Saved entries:
+ + + + +

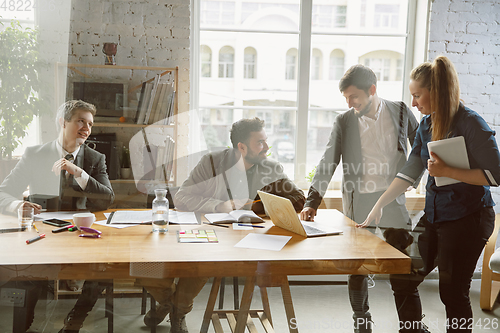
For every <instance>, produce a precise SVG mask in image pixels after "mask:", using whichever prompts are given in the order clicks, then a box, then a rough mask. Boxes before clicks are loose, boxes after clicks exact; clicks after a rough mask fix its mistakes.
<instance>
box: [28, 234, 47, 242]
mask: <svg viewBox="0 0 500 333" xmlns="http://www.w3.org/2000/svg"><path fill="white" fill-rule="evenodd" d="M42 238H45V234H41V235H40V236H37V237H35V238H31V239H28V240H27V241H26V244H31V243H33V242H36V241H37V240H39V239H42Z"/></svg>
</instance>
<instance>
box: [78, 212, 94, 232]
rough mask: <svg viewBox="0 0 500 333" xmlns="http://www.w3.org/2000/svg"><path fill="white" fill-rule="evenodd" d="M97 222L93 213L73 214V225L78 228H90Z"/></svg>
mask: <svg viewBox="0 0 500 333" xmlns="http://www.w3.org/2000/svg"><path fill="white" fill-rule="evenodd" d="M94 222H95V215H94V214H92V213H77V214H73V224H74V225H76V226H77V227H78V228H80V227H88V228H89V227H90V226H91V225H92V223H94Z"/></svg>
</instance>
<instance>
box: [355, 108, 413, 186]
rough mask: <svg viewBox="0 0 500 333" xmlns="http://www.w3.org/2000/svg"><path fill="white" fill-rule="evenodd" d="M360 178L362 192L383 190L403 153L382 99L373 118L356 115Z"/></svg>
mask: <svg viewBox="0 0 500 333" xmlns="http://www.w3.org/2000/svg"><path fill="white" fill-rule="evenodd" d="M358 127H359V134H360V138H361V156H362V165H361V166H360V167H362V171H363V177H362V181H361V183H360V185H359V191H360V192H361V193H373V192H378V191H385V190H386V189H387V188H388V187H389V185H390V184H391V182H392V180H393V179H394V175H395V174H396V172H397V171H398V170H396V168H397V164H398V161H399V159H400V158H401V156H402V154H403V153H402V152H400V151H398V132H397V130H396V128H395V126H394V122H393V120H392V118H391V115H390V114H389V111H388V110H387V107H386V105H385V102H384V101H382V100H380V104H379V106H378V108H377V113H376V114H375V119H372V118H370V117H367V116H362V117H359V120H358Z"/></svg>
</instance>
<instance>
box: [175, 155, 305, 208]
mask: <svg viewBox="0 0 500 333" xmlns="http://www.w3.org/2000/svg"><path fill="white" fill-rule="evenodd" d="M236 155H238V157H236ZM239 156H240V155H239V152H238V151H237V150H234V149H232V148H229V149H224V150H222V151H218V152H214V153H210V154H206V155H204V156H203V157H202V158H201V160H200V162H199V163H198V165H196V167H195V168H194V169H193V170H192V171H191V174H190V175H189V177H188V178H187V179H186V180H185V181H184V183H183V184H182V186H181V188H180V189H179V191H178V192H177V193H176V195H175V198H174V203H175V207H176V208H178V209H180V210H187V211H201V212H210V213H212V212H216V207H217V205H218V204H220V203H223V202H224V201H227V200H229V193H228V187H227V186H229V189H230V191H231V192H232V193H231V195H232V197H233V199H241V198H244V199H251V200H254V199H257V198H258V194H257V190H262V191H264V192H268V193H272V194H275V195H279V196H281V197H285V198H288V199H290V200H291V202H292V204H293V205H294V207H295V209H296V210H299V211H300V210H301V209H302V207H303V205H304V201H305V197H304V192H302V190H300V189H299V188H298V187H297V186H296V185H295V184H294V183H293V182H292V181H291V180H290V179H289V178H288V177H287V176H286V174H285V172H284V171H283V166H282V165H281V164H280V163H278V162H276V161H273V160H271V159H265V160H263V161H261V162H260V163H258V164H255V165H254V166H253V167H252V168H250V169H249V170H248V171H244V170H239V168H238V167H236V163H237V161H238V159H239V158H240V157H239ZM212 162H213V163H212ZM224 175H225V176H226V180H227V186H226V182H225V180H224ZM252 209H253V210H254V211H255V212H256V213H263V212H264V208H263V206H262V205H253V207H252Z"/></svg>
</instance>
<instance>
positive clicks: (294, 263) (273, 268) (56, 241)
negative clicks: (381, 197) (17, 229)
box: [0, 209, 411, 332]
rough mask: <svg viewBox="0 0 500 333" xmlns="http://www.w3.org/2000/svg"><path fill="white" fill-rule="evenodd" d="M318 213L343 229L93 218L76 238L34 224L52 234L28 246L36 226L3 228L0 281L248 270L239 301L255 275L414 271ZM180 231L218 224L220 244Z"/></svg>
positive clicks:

+ + + + +

_Instructions to follow_: An exact transcription of the records above is needed, with no pictures included.

_Solution below_:
For every <instance>, produce a precise SVG mask in image pixels after "mask:", using whichever prompts are given in the order clicks, then a box, then a rough mask. Boxes before clicks are loose, boxes after clicks exact; clicks after a rough mask fix its mistakes.
<instance>
box: [28, 234, 47, 242]
mask: <svg viewBox="0 0 500 333" xmlns="http://www.w3.org/2000/svg"><path fill="white" fill-rule="evenodd" d="M42 238H45V234H41V235H40V236H37V237H35V238H31V239H28V240H27V241H26V244H31V243H33V242H36V241H37V240H39V239H42Z"/></svg>
</instance>
<instance>
box: [78, 212, 94, 232]
rough mask: <svg viewBox="0 0 500 333" xmlns="http://www.w3.org/2000/svg"><path fill="white" fill-rule="evenodd" d="M97 222L93 213L73 214V225L78 228H90Z"/></svg>
mask: <svg viewBox="0 0 500 333" xmlns="http://www.w3.org/2000/svg"><path fill="white" fill-rule="evenodd" d="M94 222H95V215H94V214H92V213H77V214H73V224H74V225H76V226H77V227H78V228H80V227H88V228H89V227H90V226H91V225H92V223H94Z"/></svg>
</instance>
<instance>
box: [355, 108, 413, 186]
rough mask: <svg viewBox="0 0 500 333" xmlns="http://www.w3.org/2000/svg"><path fill="white" fill-rule="evenodd" d="M360 178L362 192L383 190L403 153L382 99L373 118L356 115Z"/></svg>
mask: <svg viewBox="0 0 500 333" xmlns="http://www.w3.org/2000/svg"><path fill="white" fill-rule="evenodd" d="M358 127H359V134H360V138H361V156H362V165H361V166H360V167H362V171H363V177H362V181H361V183H360V185H359V191H360V192H361V193H373V192H378V191H385V190H386V189H387V188H388V187H389V185H390V184H391V182H392V180H393V179H394V175H395V174H396V172H397V171H398V170H396V168H397V164H398V161H399V159H400V158H401V156H402V154H403V153H402V152H400V151H398V132H397V130H396V128H395V126H394V122H393V120H392V118H391V115H390V114H389V111H388V110H387V107H386V105H385V102H384V101H382V100H380V104H379V106H378V108H377V113H376V114H375V119H372V118H370V117H367V116H362V117H359V120H358Z"/></svg>
</instance>
<instance>
box: [175, 155, 305, 208]
mask: <svg viewBox="0 0 500 333" xmlns="http://www.w3.org/2000/svg"><path fill="white" fill-rule="evenodd" d="M236 155H238V157H236ZM239 156H240V155H239V152H238V151H237V150H234V149H232V148H229V149H224V150H222V151H218V152H214V153H210V154H206V155H204V156H203V157H202V158H201V160H200V162H199V163H198V165H196V167H195V168H194V169H193V170H192V171H191V174H190V175H189V177H188V178H187V179H186V180H185V181H184V183H183V184H182V186H181V188H180V189H179V191H178V192H177V193H176V195H175V198H174V203H175V207H176V208H178V209H180V210H187V211H201V212H210V213H212V212H216V207H217V205H218V204H220V203H223V202H224V201H227V200H229V193H228V187H227V186H229V189H230V191H231V192H232V193H231V195H232V197H233V199H241V198H244V199H251V200H254V199H257V198H258V194H257V190H262V191H264V192H268V193H272V194H275V195H279V196H281V197H285V198H288V199H290V200H291V202H292V204H293V205H294V207H295V209H296V210H299V211H300V210H301V209H302V207H303V205H304V201H305V197H304V192H302V190H300V189H299V188H298V187H297V186H296V185H295V184H294V183H293V182H292V181H291V180H290V179H289V178H288V177H287V176H286V174H285V172H284V171H283V166H282V165H281V164H280V163H278V162H276V161H273V160H271V159H265V160H263V161H261V162H260V163H258V164H255V165H254V166H253V167H252V168H250V169H249V170H248V171H244V170H239V168H238V167H236V163H237V161H238V159H239V158H240V157H239ZM212 162H213V163H212ZM224 175H225V176H226V180H227V186H226V182H225V180H224ZM252 209H253V210H254V211H255V212H256V213H263V212H264V208H263V206H262V205H253V207H252Z"/></svg>
</instance>
<instance>
positive clicks: (294, 263) (273, 268) (56, 241)
negative clicks: (381, 197) (17, 229)
box: [0, 209, 411, 332]
rough mask: <svg viewBox="0 0 500 333" xmlns="http://www.w3.org/2000/svg"><path fill="white" fill-rule="evenodd" d="M318 213L343 229L93 218L76 238L34 224L52 234L28 246L36 226L3 228L0 281L248 270L239 301L255 275L414 271ZM180 231L218 224L220 244Z"/></svg>
positive clicks:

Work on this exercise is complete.